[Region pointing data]
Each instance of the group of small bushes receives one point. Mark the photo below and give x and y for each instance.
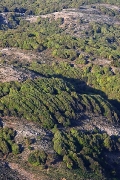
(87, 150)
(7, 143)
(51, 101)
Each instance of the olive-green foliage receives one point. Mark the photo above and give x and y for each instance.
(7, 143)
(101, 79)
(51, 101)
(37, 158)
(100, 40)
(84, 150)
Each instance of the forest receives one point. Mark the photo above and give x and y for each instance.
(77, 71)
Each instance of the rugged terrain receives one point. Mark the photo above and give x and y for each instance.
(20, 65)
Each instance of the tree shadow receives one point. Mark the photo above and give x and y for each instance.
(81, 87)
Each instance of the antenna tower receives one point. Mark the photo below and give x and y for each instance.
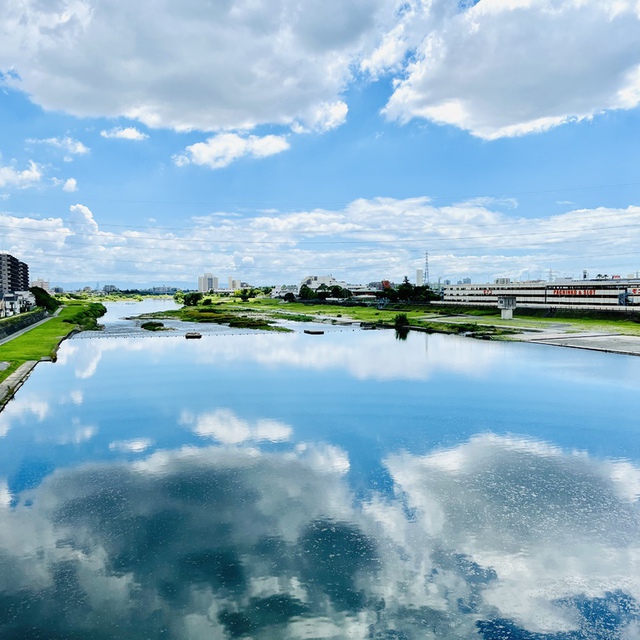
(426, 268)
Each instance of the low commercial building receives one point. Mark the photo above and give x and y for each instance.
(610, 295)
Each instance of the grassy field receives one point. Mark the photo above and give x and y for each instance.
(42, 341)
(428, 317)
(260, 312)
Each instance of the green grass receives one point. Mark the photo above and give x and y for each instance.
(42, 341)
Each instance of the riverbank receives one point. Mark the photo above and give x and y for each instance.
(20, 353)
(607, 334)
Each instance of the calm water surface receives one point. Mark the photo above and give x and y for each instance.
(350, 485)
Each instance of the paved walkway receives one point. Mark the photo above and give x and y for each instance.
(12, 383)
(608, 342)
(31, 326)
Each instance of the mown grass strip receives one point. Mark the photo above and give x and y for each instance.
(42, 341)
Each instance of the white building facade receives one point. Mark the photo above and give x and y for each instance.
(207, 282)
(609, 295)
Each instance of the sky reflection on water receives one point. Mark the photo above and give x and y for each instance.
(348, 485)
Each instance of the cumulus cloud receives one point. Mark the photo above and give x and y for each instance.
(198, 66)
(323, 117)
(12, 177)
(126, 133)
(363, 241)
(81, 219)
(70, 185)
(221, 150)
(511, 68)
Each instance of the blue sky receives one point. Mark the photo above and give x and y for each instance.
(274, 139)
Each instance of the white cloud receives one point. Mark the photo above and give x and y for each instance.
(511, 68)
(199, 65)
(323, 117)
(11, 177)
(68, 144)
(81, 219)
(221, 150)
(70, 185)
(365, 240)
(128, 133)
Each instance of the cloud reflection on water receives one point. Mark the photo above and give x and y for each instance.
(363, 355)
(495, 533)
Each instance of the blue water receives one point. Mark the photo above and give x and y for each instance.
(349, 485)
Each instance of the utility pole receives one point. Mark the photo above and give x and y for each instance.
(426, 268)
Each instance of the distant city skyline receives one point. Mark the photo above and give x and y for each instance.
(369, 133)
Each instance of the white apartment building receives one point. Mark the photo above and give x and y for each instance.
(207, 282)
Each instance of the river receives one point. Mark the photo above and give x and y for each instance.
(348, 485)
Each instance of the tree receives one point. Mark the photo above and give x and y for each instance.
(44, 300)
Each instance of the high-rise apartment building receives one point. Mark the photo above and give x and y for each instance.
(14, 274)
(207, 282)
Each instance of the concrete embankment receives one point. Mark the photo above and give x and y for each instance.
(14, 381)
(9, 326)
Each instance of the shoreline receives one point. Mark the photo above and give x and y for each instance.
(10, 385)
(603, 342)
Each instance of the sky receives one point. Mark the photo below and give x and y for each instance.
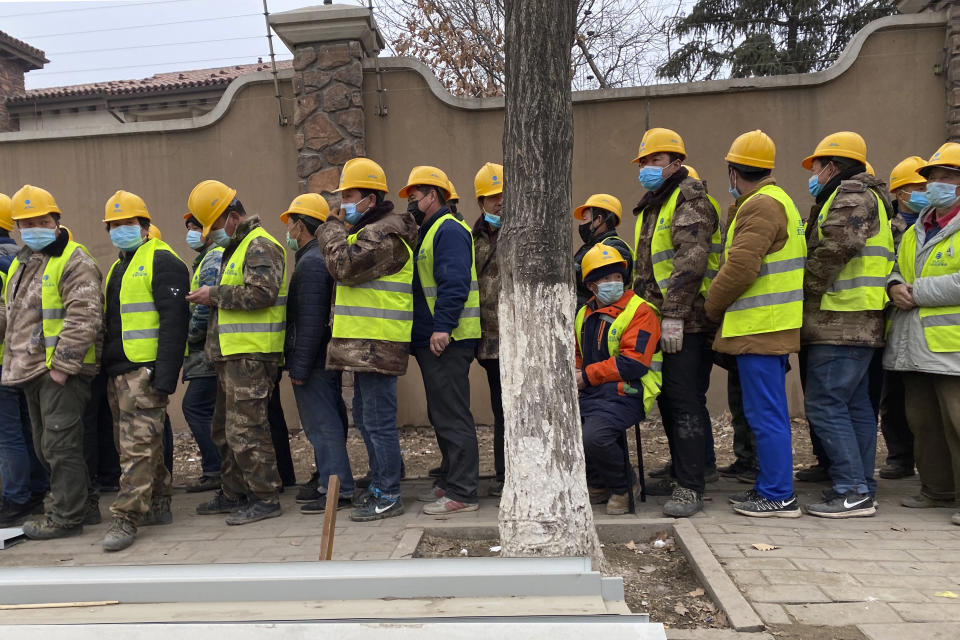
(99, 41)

**What you should do**
Drop the pictures, then write out only the lines running from the one containing "Each instance of the blue water" through the last line above, both included, exactly.

**Solution to this problem**
Each instance of the blue water receives one point. Mark the photo above and give x and y for each instance.
(349, 485)
Each instance of the utility pole receives one point. Mark the photo above and give x and y for each instance.
(426, 268)
Each instance of the distant city skyline receives one point. Mark the photo above and give x and y for each instance.
(369, 133)
Each instance of the white apartment building receives one point. Mark the photo above and give x and y for each instance.
(207, 282)
Each instance of the river receives one point. Mark the photo above and give x and y for each instance.
(348, 485)
Each instance of the tree receives one point. Mark the photo above and give x and y for each instance.
(44, 300)
Each instance of the high-rise apartment building receives one point. Mark the photo above and give x and y for each instance.
(14, 274)
(207, 282)
Each instance of the concrete embankment receives one point. Mark the photo above and give x and y for each instance.
(14, 381)
(9, 326)
Each instance of the shoreline receives one point. Mark the photo above and give x and y for each instance.
(10, 385)
(603, 342)
Each instance of the sky receives one point. Mark the photo below and give x and y for each instance.
(99, 41)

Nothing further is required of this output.